# WHAT THE TASK REQUIRES
Recast everything in the records from the line containing "the toilet lid?" down to the line containing "[[[62,60],[66,81],[66,90],[88,89],[88,53],[62,49]]]", both included, as a JSON list of strings with one string per line and blank lines omitted.

• • • • •

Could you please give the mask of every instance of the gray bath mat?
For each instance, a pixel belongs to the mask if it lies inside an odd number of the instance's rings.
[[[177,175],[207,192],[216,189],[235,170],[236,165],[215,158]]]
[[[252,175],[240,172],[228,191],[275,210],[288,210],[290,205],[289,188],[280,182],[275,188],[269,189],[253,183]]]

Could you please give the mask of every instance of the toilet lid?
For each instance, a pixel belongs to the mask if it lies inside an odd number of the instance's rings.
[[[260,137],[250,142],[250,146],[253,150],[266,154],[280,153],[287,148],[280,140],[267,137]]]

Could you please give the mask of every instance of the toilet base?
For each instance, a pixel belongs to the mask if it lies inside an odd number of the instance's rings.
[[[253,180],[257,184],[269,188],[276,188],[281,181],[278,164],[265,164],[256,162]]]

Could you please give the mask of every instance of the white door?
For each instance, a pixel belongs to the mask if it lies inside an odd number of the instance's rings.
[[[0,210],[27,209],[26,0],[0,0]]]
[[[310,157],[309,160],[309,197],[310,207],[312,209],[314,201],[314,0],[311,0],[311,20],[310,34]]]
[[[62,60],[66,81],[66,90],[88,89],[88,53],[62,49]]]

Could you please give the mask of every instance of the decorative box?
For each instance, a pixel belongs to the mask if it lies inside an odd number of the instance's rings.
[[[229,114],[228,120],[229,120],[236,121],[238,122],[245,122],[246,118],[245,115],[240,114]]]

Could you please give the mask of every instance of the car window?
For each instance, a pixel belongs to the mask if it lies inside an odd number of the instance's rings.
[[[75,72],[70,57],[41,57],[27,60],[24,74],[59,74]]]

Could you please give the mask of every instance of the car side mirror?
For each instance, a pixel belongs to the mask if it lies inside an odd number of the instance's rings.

• • • • •

# RESPONSE BELOW
[
  "Could you please give the mask of every instance of the toilet lid?",
  "For each instance, a pixel belongs to the mask if it lies inside an odd number of the instance's rings.",
  "[[[260,137],[250,142],[250,146],[253,150],[266,154],[280,153],[287,148],[280,140],[267,137]]]",
  "Could you please give the mask of every instance of the toilet base?",
  "For each instance, a pixel belongs to the mask if it lies inside an odd number of the instance's rings.",
  "[[[253,180],[257,184],[269,188],[276,188],[281,181],[278,164],[265,164],[256,162]]]",
  "Could you please give the mask of every instance of the white door?",
  "For each instance, a pixel belongs to the mask if it lies inside an odd number of the instance's rings.",
  "[[[0,210],[27,209],[26,0],[0,0]]]",
  "[[[310,157],[309,160],[309,197],[310,207],[312,209],[314,201],[314,0],[311,0],[311,20],[310,34]]]",
  "[[[62,60],[66,81],[66,90],[88,89],[88,53],[62,49]]]"
]